_Given request_:
The listing beneath should be written out in full, exactly as shown.

## begin Provided records

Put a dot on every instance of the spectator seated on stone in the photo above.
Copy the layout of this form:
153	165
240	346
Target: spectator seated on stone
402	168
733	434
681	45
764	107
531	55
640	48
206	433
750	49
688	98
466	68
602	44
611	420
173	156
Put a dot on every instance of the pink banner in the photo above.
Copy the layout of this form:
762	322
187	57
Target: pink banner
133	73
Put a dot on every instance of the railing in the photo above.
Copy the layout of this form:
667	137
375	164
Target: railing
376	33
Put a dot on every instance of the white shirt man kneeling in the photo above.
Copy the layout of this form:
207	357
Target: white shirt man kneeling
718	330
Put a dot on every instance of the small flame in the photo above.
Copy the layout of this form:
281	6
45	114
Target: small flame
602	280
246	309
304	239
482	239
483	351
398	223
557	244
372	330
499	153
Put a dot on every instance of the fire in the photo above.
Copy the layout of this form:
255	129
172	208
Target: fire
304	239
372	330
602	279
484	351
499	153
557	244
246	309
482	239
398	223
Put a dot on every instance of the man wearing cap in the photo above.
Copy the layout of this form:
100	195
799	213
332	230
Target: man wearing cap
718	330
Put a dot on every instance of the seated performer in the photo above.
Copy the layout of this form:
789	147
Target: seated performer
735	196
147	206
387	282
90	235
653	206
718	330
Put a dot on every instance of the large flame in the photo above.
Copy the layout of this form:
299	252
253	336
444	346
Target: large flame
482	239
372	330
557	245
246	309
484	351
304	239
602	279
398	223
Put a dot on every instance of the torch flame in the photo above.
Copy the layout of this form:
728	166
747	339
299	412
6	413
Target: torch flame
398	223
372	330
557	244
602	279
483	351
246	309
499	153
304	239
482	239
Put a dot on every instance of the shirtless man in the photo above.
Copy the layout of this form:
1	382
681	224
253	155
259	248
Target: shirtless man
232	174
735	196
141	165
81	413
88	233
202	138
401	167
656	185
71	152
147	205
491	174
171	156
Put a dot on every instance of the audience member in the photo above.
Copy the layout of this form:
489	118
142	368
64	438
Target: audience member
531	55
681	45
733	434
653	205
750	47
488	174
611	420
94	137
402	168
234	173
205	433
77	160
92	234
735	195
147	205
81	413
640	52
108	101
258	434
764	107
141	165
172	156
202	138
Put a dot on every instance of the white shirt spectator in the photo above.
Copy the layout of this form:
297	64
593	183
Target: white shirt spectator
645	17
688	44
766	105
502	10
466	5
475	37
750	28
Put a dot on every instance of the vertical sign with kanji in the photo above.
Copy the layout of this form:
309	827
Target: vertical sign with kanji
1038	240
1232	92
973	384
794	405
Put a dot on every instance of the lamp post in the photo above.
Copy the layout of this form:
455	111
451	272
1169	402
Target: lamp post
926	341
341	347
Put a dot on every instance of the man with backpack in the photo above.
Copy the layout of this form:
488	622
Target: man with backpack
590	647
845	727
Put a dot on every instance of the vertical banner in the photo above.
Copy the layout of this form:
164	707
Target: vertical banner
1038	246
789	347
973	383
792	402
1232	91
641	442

## end Provided records

_Finished exercise_:
Put a dot on every instance of the spectator seated on stone in the photo above.
Copy the layout of this form:
153	165
240	346
Target: spectator seated on stone
402	168
733	434
681	45
764	107
531	55
640	48
206	433
750	49
688	98
466	68
602	44
611	420
173	156
Put a dot on every instance of the pink banner in the photo above.
Copy the layout of this form:
762	322
187	57
Target: pink banner
133	73
Put a dot on every instance of the railing in the photo above.
Copy the layout of this form:
667	137
375	164
Target: railing
376	33
Put a dot on every instance of the white shirt man kneeling in the photo above.
Copy the layout of this form:
207	357
Target: white shirt man kneeling
718	330
Put a dot on every instance of the small flame in the photo above.
Copy the layout of this form:
281	6
45	114
Target: small flame
602	280
246	309
304	239
482	239
483	351
398	223
557	244
372	330
499	153
Put a dot on every instance of the fire in the photo above.
Copy the layout of this form:
255	129
172	208
Target: fire
304	239
372	330
602	279
484	351
499	153
557	244
246	309
482	239
398	223
Put a dot on every instance of the man wearing cap in the photo above.
Copy the layout of this form:
100	195
799	213
332	230
Target: man wearing cap
718	330
Put a dot on every instance of the seated performer in the photo above.
Copy the layout of this form:
789	147
Target: seated performer
735	196
147	206
387	282
90	235
653	206
718	330
Put a dot on every instance of the large flame in the photo above.
Copy the layout of this form:
299	252
253	336
444	346
Target: large flame
482	239
372	330
557	245
246	309
484	351
304	239
602	279
398	223
Put a dot on every instance of the torch flame in the photo above.
Copy the layout of this form:
728	166
747	339
299	412
6	413
Target: torch flame
398	223
372	330
557	244
602	279
483	351
246	309
499	153
304	239
482	239
Put a dot on every instance of the shirtless man in the photo above.
Copy the layout of this form:
1	382
681	224
253	155
259	248
Target: shirtless man
232	174
735	196
141	165
81	413
88	233
202	138
401	167
656	185
71	152
147	205
491	174
171	156
Put a dot on every instance of the audience member in the photo above.
Copy the layout of this form:
489	118
142	368
64	438
Target: audience member
531	55
681	45
733	434
653	205
750	47
488	174
611	420
94	137
402	168
234	173
205	433
77	160
92	234
735	195
147	205
81	413
640	52
108	101
258	434
764	107
141	165
172	156
202	138
Put a dot on every instance of the white shirt spectator in the photo above.
Copy the layout of this form:
297	64
593	183
Target: white shirt spectator
645	17
688	44
766	105
502	10
466	5
475	37
750	28
Put a dot on every instance of the vertical sign with kanji in the photo above.
Copy the layout of this form:
309	827
Target: vertical sign with kanji
1038	240
1232	92
973	384
794	405
Put a dot on every instance of the lamp post in the photo above.
Copy the layout of this form:
455	111
451	272
1169	402
Target: lamp post
926	341
341	347
Put a dot on every instance of the man with backpack in the photo above.
Copy the layout of this form:
488	622
Target: man with backpack
590	647
845	727
Put a dot on every instance of the vertical banner in the photo above.
Copy the layout of this form:
164	707
Target: vertical banner
1038	246
789	347
973	383
792	402
1232	91
641	442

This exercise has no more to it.